++++ DATA EXTRACT

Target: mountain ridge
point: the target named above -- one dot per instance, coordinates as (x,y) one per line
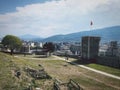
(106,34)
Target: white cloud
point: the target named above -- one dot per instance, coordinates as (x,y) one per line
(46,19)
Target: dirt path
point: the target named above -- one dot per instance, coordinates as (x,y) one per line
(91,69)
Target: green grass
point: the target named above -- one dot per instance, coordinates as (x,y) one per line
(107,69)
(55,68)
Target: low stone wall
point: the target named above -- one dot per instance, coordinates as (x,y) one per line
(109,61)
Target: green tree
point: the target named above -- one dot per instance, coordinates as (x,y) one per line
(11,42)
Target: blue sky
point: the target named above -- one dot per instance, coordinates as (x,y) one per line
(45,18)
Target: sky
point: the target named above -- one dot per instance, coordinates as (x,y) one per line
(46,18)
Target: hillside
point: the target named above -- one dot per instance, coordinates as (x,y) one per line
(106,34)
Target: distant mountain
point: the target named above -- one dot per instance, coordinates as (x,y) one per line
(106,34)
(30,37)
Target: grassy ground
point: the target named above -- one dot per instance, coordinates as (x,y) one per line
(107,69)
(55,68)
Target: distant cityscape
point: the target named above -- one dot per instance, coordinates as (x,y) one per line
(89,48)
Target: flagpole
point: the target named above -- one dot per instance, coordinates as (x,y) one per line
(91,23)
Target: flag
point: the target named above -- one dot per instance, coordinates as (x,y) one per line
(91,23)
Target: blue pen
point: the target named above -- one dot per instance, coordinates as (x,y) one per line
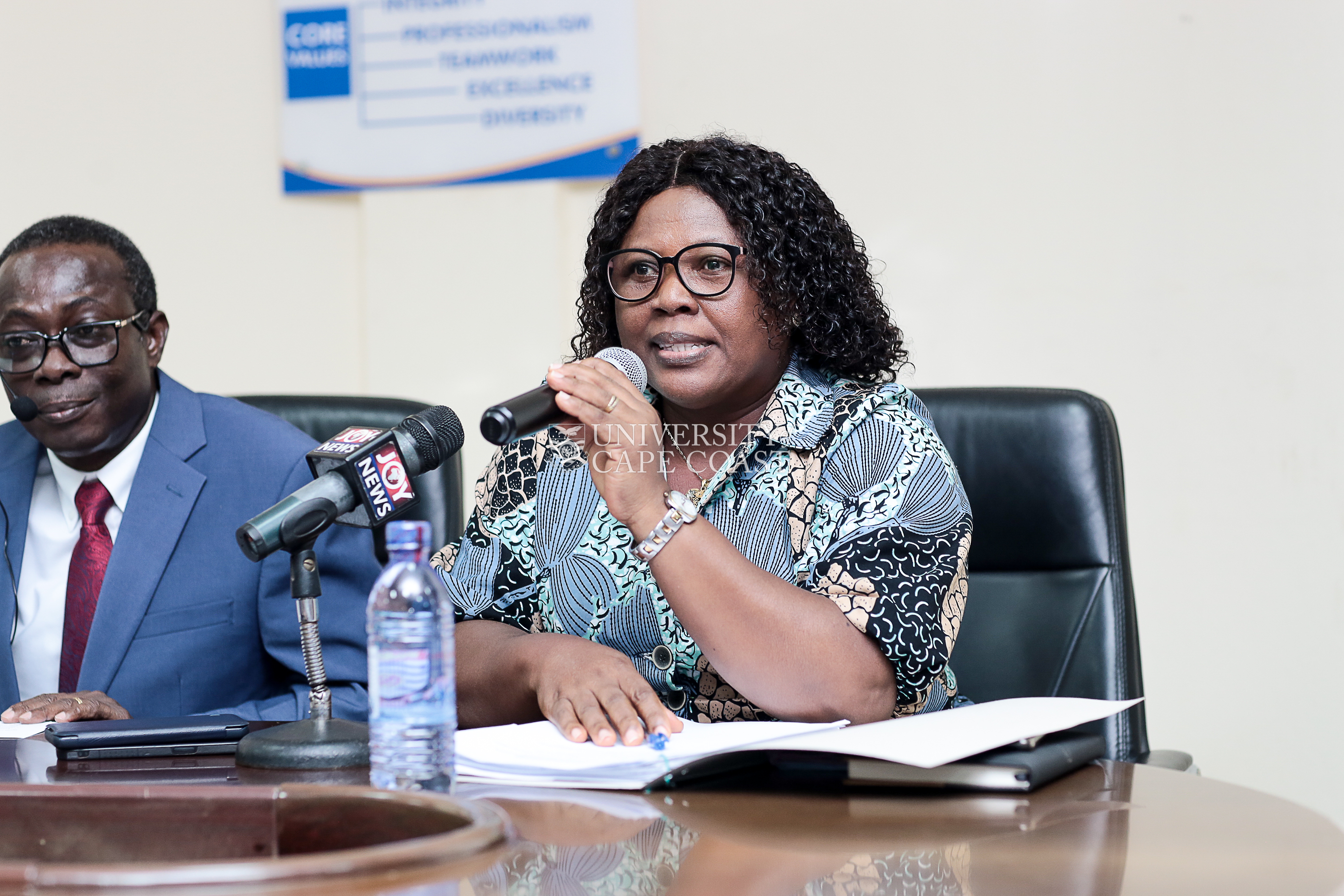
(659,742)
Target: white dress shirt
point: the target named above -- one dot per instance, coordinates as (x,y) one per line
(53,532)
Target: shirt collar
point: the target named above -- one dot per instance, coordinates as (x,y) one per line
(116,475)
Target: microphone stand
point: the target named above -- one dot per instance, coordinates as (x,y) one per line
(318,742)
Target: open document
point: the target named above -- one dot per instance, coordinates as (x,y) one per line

++++++++

EXERCISE: Copy out every line from the one containing "Target: sky" through the end of the records, with the requests included, and increase each number in the answer coordinates by 54. Leave the pictures out of your answer.

RESULT OF THE EXERCISE:
Target: sky
point: the target named above -- one dot per instance, coordinates as (x,y) one per line
(100,72)
Target: hillside
point: the target named above -- one dot per instance, coordinates as (x,y) one per line
(160,88)
Target: distant mountain
point: the target named above -- one dot per instance, coordinates as (x,y) one per line
(160,88)
(84,91)
Target: grassy ground
point: the target named above -- one dot per instance, coordinates as (x,y) one per line
(161,123)
(109,122)
Target: distant cityscape
point: the target named above -- one dot per instance, coordinates as (x,y) one per line
(143,102)
Target: flagpole
point: the target named above -- one dot per instance, coordinates as (x,y) one per line
(145,77)
Target: flag
point: the target named above -- one dot per instance, coordinates as (x,y) one per line
(145,77)
Target: blue pen
point: the target named above -- one dot per instance, coordinates as (x,y) one per line
(713,796)
Target: white dress shirt
point: the target named above -- one dot per instance, coordinates as (x,y) one per line
(107,586)
Target: shirt collar
point: the target named above -- one dot per instance, coordinates as (x,y) one per line
(170,529)
Target: microphone stand
point: the target named above -- one dot per instance, coordinates as (x,y) one per line
(372,796)
Target: open document
point: the target named above -- one dot per instance, coordinates as (x,y) one per line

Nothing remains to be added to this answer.